> [Your instructions] Please give the data again in full, precisely as it is written.

++++++++++

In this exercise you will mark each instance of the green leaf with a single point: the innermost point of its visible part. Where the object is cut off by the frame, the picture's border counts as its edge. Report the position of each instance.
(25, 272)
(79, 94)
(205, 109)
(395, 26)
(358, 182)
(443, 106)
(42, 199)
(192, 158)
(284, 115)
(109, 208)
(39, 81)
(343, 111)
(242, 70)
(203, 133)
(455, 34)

++++++++++

> [Task output]
In this exercise you will mark each instance of the green leaf with a single point: the innermost point of its visible part. Where the object is cut off by the frame, the picture's border counts as its edge. Report the position of each instance.
(25, 272)
(79, 94)
(205, 109)
(395, 26)
(358, 182)
(443, 106)
(42, 199)
(192, 158)
(284, 115)
(109, 208)
(39, 81)
(343, 111)
(242, 70)
(203, 133)
(455, 34)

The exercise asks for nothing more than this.